* INFORMATION SHOWN
(begin)
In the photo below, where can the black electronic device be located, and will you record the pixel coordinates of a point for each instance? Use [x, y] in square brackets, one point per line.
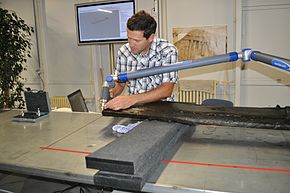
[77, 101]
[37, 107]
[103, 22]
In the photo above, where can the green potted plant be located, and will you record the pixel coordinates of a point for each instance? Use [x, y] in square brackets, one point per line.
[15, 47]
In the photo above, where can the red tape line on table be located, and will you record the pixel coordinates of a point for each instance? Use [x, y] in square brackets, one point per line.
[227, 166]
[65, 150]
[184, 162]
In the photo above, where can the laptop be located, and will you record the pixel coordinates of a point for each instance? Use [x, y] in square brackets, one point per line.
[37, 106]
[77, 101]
(end)
(begin)
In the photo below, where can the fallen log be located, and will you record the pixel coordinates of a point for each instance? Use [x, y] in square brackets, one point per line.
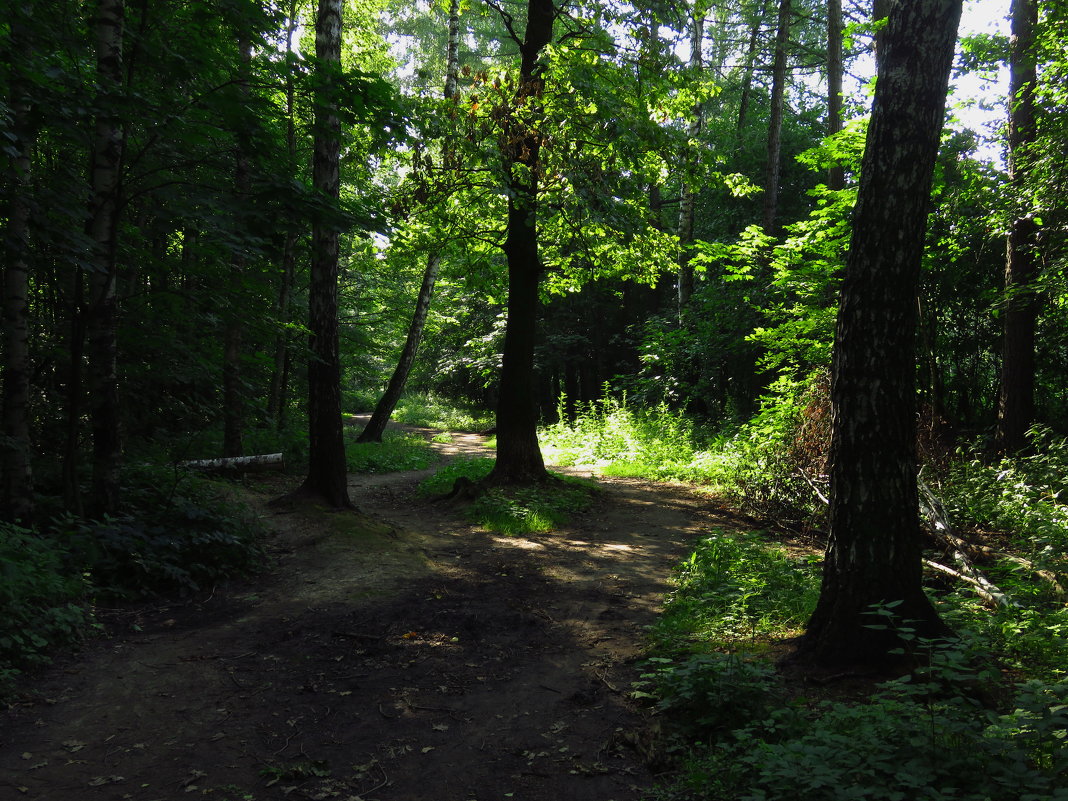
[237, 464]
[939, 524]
(end)
* DIRECTIVE
Return every line of the records that contains the string "instance", treating uppercase and lowercase as different.

* FINISHED TASK
In the photo below, where can the black electronic device be located, and will you record the pixel coordinates of a point for each instance? Use [x, y] in square brackets, one point per line.
In the photo above, where can the green potted plant be located, and will you record the pixel coordinates of a point for each instance? Use [x, y] in square brackets, one point per line.
In the photo above, where can the red tape line on table be located, and will you record the pixel coordinates of a point for each instance? Use [x, y] in square brackets, one point per line.
In the photo above, where can the laptop be located, and will you record the pixel coordinates of a point for each instance? Use [x, y] in square brackets, one point per line.
In the photo below, where can the fallen log be located, and will you record the pixel coordinates of a point for each instance? Use [x, y] in square brackets, one point per line.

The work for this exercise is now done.